[Recorded data]

↓

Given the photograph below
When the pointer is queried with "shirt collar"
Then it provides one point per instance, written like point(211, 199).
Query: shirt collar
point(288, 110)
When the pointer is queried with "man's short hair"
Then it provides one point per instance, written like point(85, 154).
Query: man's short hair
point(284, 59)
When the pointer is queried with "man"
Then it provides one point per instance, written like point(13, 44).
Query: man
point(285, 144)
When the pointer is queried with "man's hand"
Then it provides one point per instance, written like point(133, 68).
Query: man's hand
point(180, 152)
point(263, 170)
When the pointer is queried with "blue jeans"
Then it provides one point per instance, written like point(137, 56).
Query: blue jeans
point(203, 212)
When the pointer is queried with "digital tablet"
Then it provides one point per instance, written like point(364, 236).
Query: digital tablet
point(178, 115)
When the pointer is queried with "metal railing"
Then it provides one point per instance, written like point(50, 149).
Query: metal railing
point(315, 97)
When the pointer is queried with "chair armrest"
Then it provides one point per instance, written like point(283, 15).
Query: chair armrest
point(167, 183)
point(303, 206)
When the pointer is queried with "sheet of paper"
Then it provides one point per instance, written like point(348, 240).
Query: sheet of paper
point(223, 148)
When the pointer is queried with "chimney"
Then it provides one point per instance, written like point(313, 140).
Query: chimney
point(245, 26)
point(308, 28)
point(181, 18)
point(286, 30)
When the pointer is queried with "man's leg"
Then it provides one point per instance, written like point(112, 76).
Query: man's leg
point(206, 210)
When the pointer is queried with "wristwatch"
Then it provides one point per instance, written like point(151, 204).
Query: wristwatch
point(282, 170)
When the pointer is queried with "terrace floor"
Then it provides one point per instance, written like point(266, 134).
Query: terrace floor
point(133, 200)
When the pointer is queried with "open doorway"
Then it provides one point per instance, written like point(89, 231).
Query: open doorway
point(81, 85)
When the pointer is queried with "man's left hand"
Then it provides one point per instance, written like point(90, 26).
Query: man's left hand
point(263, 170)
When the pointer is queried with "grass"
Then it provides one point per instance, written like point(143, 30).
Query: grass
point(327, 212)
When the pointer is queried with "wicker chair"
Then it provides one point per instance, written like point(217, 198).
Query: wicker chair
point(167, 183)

↑

**Exercise**
Give the entries again in full, exactly as they were written above.

**Solution to the exercise**
Given the photograph below
When the pointer is queried with "shirt collar"
Then it provides one point per instance, written like point(211, 199).
Query: shirt collar
point(288, 110)
When the pointer is queried with "man's short hair"
Then it provides one point per instance, written like point(85, 154).
Query: man's short hair
point(284, 59)
When the pointer is queried with "man"
Then it provides one point per instance, written like point(13, 44).
Query: man
point(285, 144)
When the pointer is queried with "man's hand"
Then it provides one point per instance, written like point(133, 68).
Query: man's hand
point(180, 152)
point(263, 170)
When the pointer is queried with "blue jeans"
Then it provides one point per instance, written like point(137, 56).
Query: blue jeans
point(203, 212)
When the pointer is queried with "digital tablet"
Then it provides one point per instance, written like point(364, 236).
Query: digital tablet
point(178, 115)
When the pointer is queried with "metal railing"
Then it provides one point per instance, written like point(50, 149).
Query: metal railing
point(315, 97)
When the pointer is queried with "chair armrest"
Then it provides one point per instance, written like point(283, 15).
Query: chair armrest
point(167, 183)
point(303, 206)
When the pointer is queried with "sheet of paper"
Then it provides one point per instance, written like point(348, 240).
Query: sheet of paper
point(223, 148)
When the pointer is queried with "chimney"
Then it provides one point per instance, written like point(313, 140).
Query: chimney
point(245, 26)
point(308, 28)
point(181, 18)
point(286, 30)
When the pointer is queried with "man's leg"
Then it provides one point per instance, written like point(112, 76).
Query: man's leg
point(206, 210)
When the pointer is queried with "wristwatch"
Then it provides one point per instance, written like point(151, 204).
Query: wristwatch
point(282, 170)
When the pointer is queried with "terrace floor"
Then it provides one point per instance, written like point(266, 134).
Query: terrace floor
point(133, 200)
When the pointer is queried with "open doorway"
Then it provides one point per instance, written like point(89, 231).
Query: open doorway
point(81, 85)
When the pointer is queried with "man's left hand"
Then it provides one point per instance, written like point(90, 26).
Query: man's left hand
point(263, 170)
When the pointer is queried with "grass"
Then it provides one point per instance, written like point(143, 30).
Query: grass
point(327, 212)
When the pointer is queried with "wicker chair"
Then it provides one point per instance, written like point(217, 198).
Query: wicker chair
point(167, 183)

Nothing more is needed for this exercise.